[Start]
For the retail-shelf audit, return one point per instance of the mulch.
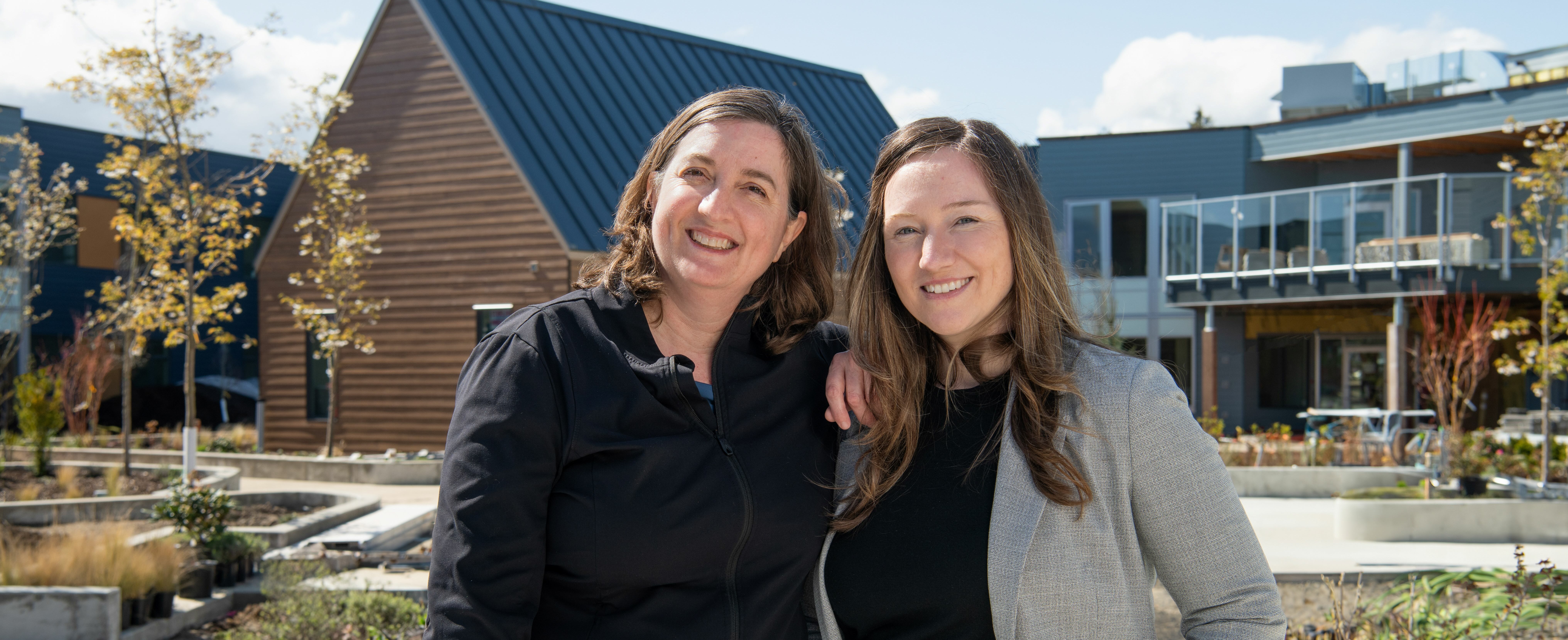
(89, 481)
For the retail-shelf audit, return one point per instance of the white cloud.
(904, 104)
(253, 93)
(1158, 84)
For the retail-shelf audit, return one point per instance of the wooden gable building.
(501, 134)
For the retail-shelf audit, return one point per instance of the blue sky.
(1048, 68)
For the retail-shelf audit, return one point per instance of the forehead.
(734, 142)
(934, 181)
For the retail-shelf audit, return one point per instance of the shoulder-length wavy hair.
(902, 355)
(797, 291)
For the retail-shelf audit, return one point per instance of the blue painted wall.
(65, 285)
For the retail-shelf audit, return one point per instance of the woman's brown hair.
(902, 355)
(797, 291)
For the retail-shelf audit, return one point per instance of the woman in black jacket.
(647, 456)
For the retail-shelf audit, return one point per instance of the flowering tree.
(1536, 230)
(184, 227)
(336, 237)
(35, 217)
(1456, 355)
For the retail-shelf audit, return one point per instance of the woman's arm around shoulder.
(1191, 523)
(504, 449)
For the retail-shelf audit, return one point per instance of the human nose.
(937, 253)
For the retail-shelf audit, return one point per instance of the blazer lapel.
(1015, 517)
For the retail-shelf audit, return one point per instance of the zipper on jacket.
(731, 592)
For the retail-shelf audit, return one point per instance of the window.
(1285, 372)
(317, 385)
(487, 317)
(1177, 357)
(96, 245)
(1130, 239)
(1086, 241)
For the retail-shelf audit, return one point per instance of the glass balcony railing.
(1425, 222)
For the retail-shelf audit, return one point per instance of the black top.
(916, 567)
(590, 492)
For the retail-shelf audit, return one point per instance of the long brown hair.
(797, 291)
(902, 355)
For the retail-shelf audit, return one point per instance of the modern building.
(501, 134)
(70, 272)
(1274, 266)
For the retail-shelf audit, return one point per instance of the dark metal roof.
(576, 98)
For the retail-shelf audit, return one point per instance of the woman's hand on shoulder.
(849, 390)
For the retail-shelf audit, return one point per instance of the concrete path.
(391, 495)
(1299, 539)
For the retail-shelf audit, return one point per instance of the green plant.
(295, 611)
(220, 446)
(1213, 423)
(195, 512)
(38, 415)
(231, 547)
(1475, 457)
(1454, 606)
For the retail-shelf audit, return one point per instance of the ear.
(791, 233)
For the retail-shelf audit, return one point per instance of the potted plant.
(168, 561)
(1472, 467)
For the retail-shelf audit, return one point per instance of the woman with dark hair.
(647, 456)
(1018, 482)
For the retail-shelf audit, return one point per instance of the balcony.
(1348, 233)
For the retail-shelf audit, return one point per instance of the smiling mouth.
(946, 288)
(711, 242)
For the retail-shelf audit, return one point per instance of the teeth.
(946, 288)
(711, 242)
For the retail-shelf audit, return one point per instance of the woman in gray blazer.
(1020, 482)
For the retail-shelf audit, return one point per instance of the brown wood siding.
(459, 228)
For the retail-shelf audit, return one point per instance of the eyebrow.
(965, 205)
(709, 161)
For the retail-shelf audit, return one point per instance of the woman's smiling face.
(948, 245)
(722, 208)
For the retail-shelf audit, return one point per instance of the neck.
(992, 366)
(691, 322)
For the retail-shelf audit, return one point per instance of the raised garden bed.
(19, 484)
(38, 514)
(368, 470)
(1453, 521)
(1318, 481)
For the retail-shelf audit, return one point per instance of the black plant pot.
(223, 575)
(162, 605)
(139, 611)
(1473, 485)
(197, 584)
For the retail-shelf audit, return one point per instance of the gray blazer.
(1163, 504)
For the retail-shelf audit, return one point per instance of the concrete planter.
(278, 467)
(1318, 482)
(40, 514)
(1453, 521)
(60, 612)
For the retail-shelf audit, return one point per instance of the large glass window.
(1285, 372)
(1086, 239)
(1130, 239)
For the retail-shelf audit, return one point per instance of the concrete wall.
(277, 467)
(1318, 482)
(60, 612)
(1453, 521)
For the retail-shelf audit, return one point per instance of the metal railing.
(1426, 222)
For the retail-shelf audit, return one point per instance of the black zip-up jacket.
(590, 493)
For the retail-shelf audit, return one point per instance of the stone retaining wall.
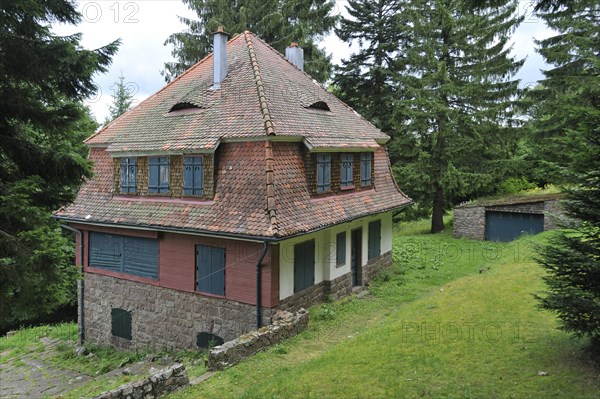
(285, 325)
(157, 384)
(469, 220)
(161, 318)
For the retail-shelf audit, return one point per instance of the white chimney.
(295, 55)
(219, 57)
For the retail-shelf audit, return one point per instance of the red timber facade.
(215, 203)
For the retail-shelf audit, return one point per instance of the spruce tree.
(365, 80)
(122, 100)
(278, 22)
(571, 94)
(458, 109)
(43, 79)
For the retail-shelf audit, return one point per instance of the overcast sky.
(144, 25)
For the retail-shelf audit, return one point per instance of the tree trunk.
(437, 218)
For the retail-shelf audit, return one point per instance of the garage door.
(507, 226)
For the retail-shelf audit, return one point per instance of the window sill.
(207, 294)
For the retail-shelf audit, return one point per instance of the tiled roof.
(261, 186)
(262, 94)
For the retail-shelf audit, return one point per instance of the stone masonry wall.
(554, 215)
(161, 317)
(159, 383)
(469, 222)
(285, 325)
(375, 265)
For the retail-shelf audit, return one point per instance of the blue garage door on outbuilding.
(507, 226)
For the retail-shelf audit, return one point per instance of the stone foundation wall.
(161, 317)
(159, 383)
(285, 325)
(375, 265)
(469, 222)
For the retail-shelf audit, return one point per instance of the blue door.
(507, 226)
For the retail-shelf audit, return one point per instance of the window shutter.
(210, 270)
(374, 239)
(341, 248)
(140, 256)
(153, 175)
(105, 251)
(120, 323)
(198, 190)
[End]
*DESCRIPTION OF THE TASK*
Copy all the entries word for word. Omit any pictures.

*FINISHED TASK*
For the retail-shelf audit, return one point per instance of the mulch.
(89, 481)
For the retail-shelf audit, return one point per instance of the white cloud.
(904, 104)
(253, 93)
(1158, 84)
For the retail-shelf audit, return one point per instance of the wooden gable building.
(501, 134)
For the retail-shelf audit, return one point per instance of the blue sky.
(1048, 68)
For the retail-shelf audit, return one point per instance of the forehead.
(734, 142)
(934, 181)
For the retail-shelf audit, return one point per instance of the shoulder-length wavy hair.
(902, 355)
(797, 291)
For the retail-shelf audit, return one point per instance of the blue painted wall.
(65, 285)
For the retail-shelf audit, return one point per instance of the woman's brown hair.
(902, 355)
(797, 291)
For the retail-shelf audit, return one point per instance of the woman in black jacket.
(647, 456)
For the retail-shelf audit, return one point per instance of the flowering tree.
(1536, 230)
(184, 227)
(336, 237)
(35, 217)
(1456, 355)
For the retail-shelf audit, return one point per instance of the woman's arm around shoulder.
(1191, 523)
(504, 449)
For the retail-shelf audit, return one point per instance of the human nose.
(937, 253)
For the retail-shelf audit, return one point per instance of the blazer lapel.
(1015, 517)
For the retail-shelf audit, return one point per instance of the zipper on jacket.
(731, 592)
For the retail-shelf audit, return one point per instance of the window.
(1285, 372)
(317, 385)
(487, 317)
(1177, 357)
(96, 245)
(1130, 239)
(1086, 241)
For the retail-shelf audit, return one point per instance of the glass balcony railing.
(1425, 222)
For the retail-shelf audit, return one point per instance of the black top.
(916, 567)
(590, 492)
For the retail-shelf audit, return one point per instance of the long brown hair.
(797, 291)
(902, 355)
For the retail-shelf audit, return one point per instance of the modern building.
(501, 134)
(70, 272)
(1274, 266)
For the retail-shelf audit, return one point per instance of the dark metal roof.
(576, 98)
For the retail-shelf audit, return one point per instance of the woman's hand on shoulder.
(849, 390)
For the retail-shelf audit, return one point per instance of the concrete path.
(391, 495)
(1299, 539)
For the retail-shelf audit, return one point per instance of the green plant.
(295, 611)
(220, 446)
(1213, 423)
(195, 512)
(38, 415)
(231, 547)
(1475, 457)
(1454, 606)
For the retail-shelf audit, return one point per instance of the ear.
(791, 233)
For the retail-shelf audit, return one point per instance of the potted plant.
(168, 561)
(1472, 467)
For the retail-shelf audit, return one point per instance of the woman with dark hair.
(647, 456)
(1018, 482)
For the retail-shelf audit, return one point per instance of the balcony.
(1348, 233)
For the retail-shelf audit, return one point per instance of the smiling mouth.
(946, 288)
(711, 242)
For the retail-shelf audit, return one point per instance of the teeth.
(946, 288)
(711, 242)
For the retail-shelf audit, return one point per instance of the woman in gray blazer.
(1020, 482)
For the retail-shelf audit, return one point per instance of the brown wood siding.
(459, 228)
For the retail-shelf audit, return one point per instance of the eyebrow.
(965, 205)
(709, 161)
For the retail-shelf audit, return one point per instance of the woman's smiling face.
(948, 245)
(722, 208)
For the retail-shelf audit, return one point per instance of the neck.
(992, 366)
(691, 322)
For the retail-shelf audit, return one point per instance of the raised garden bed.
(19, 484)
(38, 514)
(368, 470)
(1453, 521)
(1318, 481)
For the retail-shelf audit, return one point per instance of the black plant pot.
(223, 575)
(162, 605)
(139, 611)
(1473, 485)
(197, 584)
For the retail-shelf audit, return one point per instance of the gray blazer.
(1163, 504)
For the retail-shelf audit, return one point per instance of the concrete planter.
(278, 467)
(1318, 482)
(40, 514)
(1453, 521)
(60, 612)
For the retail-shelf audit, return one point per instance of the large glass window.
(1285, 372)
(1086, 239)
(1130, 239)
For the retail-shelf audit, return one point per instance of the concrete wall.
(277, 467)
(1318, 482)
(60, 612)
(1453, 521)
For the retail-shelf audit, return one point per instance of the metal railing.
(1426, 222)
For the retail-shelf audit, return one point per instance of the black zip-up jacket.
(590, 493)
For the retail-shelf audit, return one point per instance of the stone retaining wall.
(285, 325)
(157, 384)
(469, 220)
(161, 318)
For the retail-shelf audit, return one point per instance of the white chimney.
(295, 55)
(219, 57)
For the retail-shelf audit, return one point per instance of the red timber facade.
(215, 203)
For the retail-shelf audit, return one point per instance of the spruce tree.
(365, 80)
(122, 100)
(278, 22)
(571, 94)
(458, 109)
(43, 79)
For the retail-shelf audit, return one point per instance of the overcast sky.
(144, 25)
For the retail-shelf audit, return one point per instance of the tree trunk.
(437, 218)
For the retail-shelf audit, return one point per instance of the garage door.
(507, 226)
For the retail-shelf audit, return one point per instance of the window sill.
(207, 294)
For the retail-shelf audit, return one point per instance of the tiled roof.
(261, 186)
(262, 94)
For the retail-shelf audit, return one point per instance of the stone masonry wall.
(554, 215)
(161, 317)
(159, 383)
(469, 222)
(285, 325)
(375, 265)
For the retail-shelf audit, return one point per instance of the blue garage door on outbuilding.
(507, 226)
For the retail-shelf audit, return one point per instance of the stone foundation wall.
(161, 317)
(159, 383)
(285, 325)
(375, 265)
(469, 222)
For the retail-shelf audit, return one point per instance of the blue door.
(507, 226)
For the retail-shelf audit, return one point per instance of the window shutter.
(210, 270)
(374, 239)
(341, 248)
(140, 256)
(153, 175)
(105, 251)
(120, 323)
(198, 190)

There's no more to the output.